Beginning with the first line and ending with the one containing "Query: concrete intake tower", copy the lines of the listing below exactly; omit everything else.
┄┄┄┄┄┄
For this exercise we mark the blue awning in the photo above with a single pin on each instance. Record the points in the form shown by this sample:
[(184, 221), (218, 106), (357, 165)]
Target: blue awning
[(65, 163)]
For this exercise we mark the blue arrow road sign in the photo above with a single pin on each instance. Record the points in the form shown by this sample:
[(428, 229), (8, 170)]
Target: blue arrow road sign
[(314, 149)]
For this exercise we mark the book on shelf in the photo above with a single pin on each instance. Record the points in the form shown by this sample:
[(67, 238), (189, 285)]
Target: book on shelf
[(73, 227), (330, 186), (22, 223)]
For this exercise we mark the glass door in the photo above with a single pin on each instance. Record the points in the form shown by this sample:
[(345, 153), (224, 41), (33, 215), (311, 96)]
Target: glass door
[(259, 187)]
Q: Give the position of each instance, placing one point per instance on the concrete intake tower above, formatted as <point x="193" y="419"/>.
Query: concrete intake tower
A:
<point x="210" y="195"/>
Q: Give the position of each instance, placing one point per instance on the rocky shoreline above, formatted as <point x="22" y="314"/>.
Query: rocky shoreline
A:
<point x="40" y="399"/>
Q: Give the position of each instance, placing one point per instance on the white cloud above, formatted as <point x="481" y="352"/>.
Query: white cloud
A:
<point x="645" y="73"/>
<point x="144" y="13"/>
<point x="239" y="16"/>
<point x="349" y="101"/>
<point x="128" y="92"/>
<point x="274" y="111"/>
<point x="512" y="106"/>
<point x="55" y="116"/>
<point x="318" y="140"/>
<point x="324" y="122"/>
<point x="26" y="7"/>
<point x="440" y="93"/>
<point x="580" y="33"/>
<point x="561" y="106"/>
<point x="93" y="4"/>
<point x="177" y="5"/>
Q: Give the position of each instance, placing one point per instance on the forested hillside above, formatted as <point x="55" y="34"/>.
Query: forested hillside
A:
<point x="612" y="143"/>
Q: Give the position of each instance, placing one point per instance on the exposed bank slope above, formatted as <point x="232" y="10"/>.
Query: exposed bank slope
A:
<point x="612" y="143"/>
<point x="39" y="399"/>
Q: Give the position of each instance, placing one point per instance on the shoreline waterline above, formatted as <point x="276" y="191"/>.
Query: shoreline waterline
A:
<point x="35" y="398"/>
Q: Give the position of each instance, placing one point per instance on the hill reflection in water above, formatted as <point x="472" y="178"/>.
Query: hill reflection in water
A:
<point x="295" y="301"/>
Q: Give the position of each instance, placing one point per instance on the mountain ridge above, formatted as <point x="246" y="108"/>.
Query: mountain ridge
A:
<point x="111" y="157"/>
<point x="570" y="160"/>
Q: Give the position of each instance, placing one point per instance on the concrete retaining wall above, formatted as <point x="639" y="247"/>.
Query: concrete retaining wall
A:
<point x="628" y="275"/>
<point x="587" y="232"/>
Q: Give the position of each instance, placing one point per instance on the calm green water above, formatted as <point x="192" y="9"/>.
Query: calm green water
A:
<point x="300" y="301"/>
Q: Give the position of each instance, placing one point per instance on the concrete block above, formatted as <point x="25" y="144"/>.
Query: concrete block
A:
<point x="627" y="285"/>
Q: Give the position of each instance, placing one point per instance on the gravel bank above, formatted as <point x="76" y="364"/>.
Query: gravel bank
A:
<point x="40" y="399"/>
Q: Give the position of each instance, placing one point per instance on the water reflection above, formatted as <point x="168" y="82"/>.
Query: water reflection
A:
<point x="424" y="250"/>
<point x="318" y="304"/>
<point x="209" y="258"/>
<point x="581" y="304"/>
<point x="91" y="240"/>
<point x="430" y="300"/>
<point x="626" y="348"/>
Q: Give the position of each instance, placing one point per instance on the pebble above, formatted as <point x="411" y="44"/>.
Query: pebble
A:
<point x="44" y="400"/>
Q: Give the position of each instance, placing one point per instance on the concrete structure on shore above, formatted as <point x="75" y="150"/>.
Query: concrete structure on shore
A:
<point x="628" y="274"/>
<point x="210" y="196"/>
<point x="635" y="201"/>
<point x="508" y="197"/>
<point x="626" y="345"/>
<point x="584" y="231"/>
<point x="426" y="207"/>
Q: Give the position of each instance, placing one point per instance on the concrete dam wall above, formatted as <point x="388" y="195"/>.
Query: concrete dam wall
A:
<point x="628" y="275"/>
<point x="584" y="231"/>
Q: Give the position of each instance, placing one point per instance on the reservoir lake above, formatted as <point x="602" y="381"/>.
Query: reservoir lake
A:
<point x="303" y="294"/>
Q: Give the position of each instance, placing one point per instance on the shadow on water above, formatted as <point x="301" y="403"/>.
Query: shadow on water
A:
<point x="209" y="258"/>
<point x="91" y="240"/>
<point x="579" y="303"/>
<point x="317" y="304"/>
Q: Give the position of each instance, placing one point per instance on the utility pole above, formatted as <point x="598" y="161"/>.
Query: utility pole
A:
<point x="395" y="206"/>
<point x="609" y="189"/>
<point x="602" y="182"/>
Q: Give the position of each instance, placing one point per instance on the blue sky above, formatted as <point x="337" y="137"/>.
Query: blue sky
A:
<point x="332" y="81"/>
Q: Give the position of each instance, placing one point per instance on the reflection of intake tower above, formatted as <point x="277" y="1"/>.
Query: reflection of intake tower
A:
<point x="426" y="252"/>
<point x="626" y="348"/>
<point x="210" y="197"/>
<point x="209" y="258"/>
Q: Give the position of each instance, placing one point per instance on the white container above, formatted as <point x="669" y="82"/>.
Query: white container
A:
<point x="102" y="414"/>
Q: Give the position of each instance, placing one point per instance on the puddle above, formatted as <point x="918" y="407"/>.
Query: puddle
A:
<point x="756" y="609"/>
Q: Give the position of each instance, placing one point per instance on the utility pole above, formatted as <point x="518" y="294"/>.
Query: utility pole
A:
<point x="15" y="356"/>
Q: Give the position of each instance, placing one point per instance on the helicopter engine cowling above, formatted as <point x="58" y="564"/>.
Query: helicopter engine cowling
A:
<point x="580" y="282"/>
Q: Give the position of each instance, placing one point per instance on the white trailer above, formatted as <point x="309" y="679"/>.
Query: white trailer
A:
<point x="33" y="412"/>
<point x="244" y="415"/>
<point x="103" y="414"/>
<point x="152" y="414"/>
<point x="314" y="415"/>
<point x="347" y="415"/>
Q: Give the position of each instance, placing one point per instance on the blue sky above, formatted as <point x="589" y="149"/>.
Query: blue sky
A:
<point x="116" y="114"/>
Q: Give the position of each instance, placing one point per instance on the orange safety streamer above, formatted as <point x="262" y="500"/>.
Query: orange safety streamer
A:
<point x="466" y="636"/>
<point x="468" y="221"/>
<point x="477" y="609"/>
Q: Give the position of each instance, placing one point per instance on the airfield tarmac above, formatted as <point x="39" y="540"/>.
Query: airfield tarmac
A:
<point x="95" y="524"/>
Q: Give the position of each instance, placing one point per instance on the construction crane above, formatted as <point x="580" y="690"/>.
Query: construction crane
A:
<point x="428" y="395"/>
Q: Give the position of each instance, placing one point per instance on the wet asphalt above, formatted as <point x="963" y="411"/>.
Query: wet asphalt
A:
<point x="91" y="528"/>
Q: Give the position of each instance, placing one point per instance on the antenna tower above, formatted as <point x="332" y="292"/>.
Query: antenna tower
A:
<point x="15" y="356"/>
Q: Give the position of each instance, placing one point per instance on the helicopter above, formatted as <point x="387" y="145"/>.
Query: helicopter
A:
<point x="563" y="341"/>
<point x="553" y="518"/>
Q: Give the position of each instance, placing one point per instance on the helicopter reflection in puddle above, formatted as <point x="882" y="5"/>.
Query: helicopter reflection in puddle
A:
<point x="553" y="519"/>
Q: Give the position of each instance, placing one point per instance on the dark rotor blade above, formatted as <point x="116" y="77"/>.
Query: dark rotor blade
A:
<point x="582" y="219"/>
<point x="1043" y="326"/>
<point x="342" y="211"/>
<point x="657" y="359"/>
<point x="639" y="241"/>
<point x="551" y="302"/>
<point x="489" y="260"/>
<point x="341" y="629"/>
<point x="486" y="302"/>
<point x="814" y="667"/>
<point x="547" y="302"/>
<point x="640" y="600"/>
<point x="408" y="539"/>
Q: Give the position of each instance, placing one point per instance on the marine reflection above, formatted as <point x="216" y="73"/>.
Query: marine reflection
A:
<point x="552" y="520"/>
┄┄┄┄┄┄
OUTPUT FOR THIS EXERCISE:
For this exercise we mark the blue awning in the photo above with a single pin on each instance. Record the points in the form shown by this sample:
[(184, 221), (218, 106), (357, 165)]
Target: blue awning
[(65, 163)]
For this exercise we mark the blue arrow road sign in the photo above with a single pin on each instance. Record the points in the form shown by this sample:
[(428, 229), (8, 170)]
Target: blue arrow road sign
[(314, 149)]
For this exercise we mark the book on shelf in the photo above with a single pin on each instance. Record the points in the form shown by this sample:
[(67, 238), (189, 285)]
Target: book on shelf
[(73, 227), (330, 186), (22, 223)]
For this exercise we mark the glass door in the photo above with a single pin on each instance. Record the points in the form shown by this sample:
[(345, 153), (224, 41), (33, 215), (311, 96)]
Target: glass door
[(259, 187)]
Q: Give the position of each instance, placing one point per instance on the concrete intake tower above, formatted as <point x="193" y="419"/>.
Query: concrete intake tower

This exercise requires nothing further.